## Record set
----

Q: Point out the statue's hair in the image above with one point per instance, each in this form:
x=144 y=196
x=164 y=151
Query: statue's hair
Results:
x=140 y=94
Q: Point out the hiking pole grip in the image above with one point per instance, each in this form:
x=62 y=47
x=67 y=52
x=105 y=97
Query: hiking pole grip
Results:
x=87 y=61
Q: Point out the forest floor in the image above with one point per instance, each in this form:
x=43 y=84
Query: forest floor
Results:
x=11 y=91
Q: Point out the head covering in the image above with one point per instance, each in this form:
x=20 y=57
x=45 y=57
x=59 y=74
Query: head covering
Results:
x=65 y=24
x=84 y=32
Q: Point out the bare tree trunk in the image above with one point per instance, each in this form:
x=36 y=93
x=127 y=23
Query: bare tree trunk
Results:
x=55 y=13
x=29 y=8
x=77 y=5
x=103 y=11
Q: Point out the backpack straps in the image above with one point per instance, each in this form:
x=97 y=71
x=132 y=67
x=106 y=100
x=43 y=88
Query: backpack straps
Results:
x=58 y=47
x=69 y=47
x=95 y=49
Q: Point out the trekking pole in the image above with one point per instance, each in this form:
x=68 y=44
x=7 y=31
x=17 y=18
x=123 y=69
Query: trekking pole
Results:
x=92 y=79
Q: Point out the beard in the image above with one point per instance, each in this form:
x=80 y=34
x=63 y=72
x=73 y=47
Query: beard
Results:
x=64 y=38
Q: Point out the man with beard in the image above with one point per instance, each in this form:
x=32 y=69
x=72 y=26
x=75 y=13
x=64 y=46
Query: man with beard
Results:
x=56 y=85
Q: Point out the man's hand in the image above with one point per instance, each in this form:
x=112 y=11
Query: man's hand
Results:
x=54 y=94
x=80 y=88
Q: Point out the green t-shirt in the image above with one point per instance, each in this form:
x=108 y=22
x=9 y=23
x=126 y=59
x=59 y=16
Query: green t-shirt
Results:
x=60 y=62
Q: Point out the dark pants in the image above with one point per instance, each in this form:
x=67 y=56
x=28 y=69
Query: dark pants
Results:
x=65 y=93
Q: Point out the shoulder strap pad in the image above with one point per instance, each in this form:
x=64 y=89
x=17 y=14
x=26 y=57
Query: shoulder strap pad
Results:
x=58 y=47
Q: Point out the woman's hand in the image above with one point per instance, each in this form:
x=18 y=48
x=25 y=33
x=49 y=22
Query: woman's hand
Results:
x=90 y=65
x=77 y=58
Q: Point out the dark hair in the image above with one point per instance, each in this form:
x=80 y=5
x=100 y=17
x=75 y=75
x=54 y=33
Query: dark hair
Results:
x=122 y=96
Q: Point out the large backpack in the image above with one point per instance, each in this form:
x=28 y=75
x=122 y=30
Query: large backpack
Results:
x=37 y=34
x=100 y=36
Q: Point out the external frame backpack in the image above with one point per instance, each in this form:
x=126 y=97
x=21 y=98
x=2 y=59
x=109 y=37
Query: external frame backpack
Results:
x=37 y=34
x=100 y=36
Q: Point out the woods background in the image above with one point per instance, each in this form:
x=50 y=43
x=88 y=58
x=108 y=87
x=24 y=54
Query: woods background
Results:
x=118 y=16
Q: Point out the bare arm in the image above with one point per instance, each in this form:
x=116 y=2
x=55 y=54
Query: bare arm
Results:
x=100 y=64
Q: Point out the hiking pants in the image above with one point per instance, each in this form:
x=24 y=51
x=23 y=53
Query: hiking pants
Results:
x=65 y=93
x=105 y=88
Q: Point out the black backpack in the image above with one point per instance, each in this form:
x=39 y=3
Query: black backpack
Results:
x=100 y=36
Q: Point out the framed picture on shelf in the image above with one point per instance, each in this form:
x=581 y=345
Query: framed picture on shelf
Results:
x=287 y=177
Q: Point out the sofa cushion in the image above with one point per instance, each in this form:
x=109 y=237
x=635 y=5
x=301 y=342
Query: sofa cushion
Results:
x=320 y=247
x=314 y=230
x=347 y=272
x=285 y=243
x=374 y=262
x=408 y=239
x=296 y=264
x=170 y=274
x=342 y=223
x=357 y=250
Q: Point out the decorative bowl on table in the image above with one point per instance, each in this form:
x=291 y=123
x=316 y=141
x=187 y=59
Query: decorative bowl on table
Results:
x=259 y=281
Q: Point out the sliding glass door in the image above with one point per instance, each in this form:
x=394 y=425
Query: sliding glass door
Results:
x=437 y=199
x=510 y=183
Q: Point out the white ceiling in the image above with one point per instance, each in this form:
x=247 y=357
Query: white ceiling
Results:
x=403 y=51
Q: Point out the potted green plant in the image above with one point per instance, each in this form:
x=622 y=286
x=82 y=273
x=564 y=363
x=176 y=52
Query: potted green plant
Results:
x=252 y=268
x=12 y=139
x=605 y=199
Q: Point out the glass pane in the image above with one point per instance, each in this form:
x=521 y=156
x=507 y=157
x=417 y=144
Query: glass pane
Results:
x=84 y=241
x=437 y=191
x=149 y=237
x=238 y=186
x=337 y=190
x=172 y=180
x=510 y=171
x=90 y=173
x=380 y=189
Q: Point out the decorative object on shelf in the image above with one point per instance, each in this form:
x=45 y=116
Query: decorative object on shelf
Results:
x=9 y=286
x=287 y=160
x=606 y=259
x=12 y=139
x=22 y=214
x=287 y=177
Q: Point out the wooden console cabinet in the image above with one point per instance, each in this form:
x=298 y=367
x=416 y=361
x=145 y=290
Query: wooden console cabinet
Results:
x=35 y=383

----

## Task description
Retype every entry above, word for word.

## Response for this exercise
Q: Point out the statue's hair in the image above with one point per instance, each in this form:
x=144 y=196
x=164 y=151
Query: statue's hair
Results:
x=140 y=94
Q: Point out the hiking pole grip in the image above with one point per instance, each in this form:
x=62 y=47
x=67 y=52
x=105 y=97
Query: hiking pole grip
Results:
x=87 y=61
Q: Point out the forest floor in the image above with one point per instance, each in this form:
x=43 y=84
Query: forest floor
Results:
x=11 y=91
Q: Point out the head covering in the image above with one point per instance, each in this form:
x=20 y=57
x=45 y=57
x=59 y=74
Query: head covering
Results:
x=65 y=24
x=84 y=32
Q: Point out the bare tree trunk in the image above with one point per instance, each in this form:
x=36 y=93
x=127 y=23
Query: bare tree trunk
Results:
x=55 y=13
x=29 y=8
x=77 y=5
x=103 y=11
Q: Point out the backpack straps in the image above with one point per instance, each in this form:
x=97 y=71
x=132 y=67
x=106 y=100
x=43 y=88
Query: backpack straps
Results:
x=58 y=47
x=69 y=47
x=95 y=49
Q: Point out the trekking pole in the image above with one point per instance, each in this form:
x=68 y=44
x=7 y=31
x=17 y=18
x=123 y=69
Query: trekking pole
Results:
x=92 y=79
Q: Point out the beard in the image above with one point per instance, each in this form:
x=80 y=34
x=63 y=72
x=73 y=47
Query: beard
Results:
x=64 y=38
Q: Point out the man with beard in the image above with one point per instance, each in this form:
x=32 y=69
x=72 y=26
x=75 y=13
x=64 y=46
Query: man with beard
Results:
x=56 y=85
Q: Point out the man's hand in the image above with one point per instance, each in this form:
x=112 y=11
Query: man's hand
Results:
x=54 y=94
x=80 y=88
Q: Point out the green t-shirt in the image above with one point per instance, each in this form:
x=108 y=22
x=9 y=23
x=126 y=59
x=59 y=16
Query: green t-shirt
Results:
x=60 y=62
Q: Point out the dark pants in the image above with one point per instance, each in this form:
x=67 y=56
x=28 y=69
Query: dark pants
Results:
x=65 y=93
Q: Point out the shoulder strap pad in the image above with one point per instance, each in this form:
x=64 y=89
x=17 y=14
x=26 y=57
Query: shoulder strap pad
Results:
x=58 y=47
Q: Point out the woman's hand in the image above with one point per instance, each in this form:
x=18 y=48
x=25 y=33
x=49 y=22
Query: woman's hand
Results:
x=90 y=65
x=77 y=58
Q: Point out the dark hair in the image above with one point per instance, each in this form:
x=80 y=5
x=100 y=17
x=75 y=75
x=54 y=33
Query: dark hair
Results:
x=122 y=96
Q: Point out the large backpack in the image above with one point per instance, each in this form:
x=28 y=75
x=122 y=30
Query: large backpack
Results:
x=37 y=34
x=100 y=36
Q: Point out the external frame backpack in the image above with one point per instance, each in this form:
x=126 y=97
x=21 y=98
x=2 y=59
x=109 y=37
Query: external frame backpack
Results:
x=37 y=34
x=100 y=36
Q: Point out the woods background in the image above with one point per instance, each in this form:
x=50 y=43
x=88 y=58
x=108 y=87
x=24 y=54
Query: woods background
Results:
x=118 y=16
Q: Point out the bare arm in the image above with one point per instance, each in this form:
x=116 y=2
x=55 y=54
Query: bare arm
Results:
x=100 y=64
Q: Point out the hiking pants in the image above with one point per instance, each in this form:
x=24 y=51
x=23 y=53
Query: hiking pants
Results:
x=65 y=93
x=105 y=88
Q: Point out the black backpack in the image above with one point per instance, each in this form:
x=39 y=3
Query: black backpack
Results:
x=100 y=36
Q: Point out the framed picture on shelf in the image above with one point per instance, each in this form:
x=581 y=345
Query: framed picture on shelf
Results:
x=287 y=177
Q: Point out the sofa cushion in the image above with one point per instance, each in this form:
x=109 y=237
x=635 y=5
x=301 y=342
Query: sofa cushion
Results:
x=320 y=247
x=314 y=230
x=347 y=272
x=285 y=243
x=374 y=262
x=408 y=239
x=296 y=264
x=170 y=274
x=342 y=223
x=357 y=250
Q: Point out the decorative bowl on table in the image above with one point per instance, each in this form:
x=291 y=123
x=316 y=141
x=187 y=59
Query: decorative bowl on table
Results:
x=259 y=281
Q: Point out the sliding glass door in the image above with one point per instance, each in this form:
x=394 y=425
Query: sliding glass door
Results:
x=437 y=199
x=510 y=183
Q: Point out the white ceiling in the image above with one point per instance, each in this form:
x=247 y=357
Query: white ceiling
Results:
x=403 y=51
Q: Point out the potted green plant in the image above with one point per instance, each in this form:
x=622 y=286
x=82 y=273
x=564 y=363
x=176 y=52
Query: potted green plant
Results:
x=252 y=268
x=12 y=139
x=605 y=199
Q: Point out the glass pane in the image above with one point per instance, each in this form:
x=521 y=156
x=507 y=157
x=417 y=144
Query: glass pane
Results:
x=84 y=241
x=437 y=191
x=149 y=237
x=238 y=186
x=337 y=190
x=172 y=180
x=510 y=171
x=90 y=173
x=380 y=189
Q: Point out the decorative object on shelf in the image above with one point per instance, each in this form:
x=45 y=116
Query: decorative object on shelf
Results:
x=9 y=286
x=287 y=160
x=606 y=259
x=12 y=139
x=22 y=214
x=287 y=177
Q: Point out the wooden console cabinet in the image above with one point per instance, each in this form:
x=298 y=367
x=416 y=361
x=145 y=290
Query: wooden console cabinet
Results:
x=35 y=383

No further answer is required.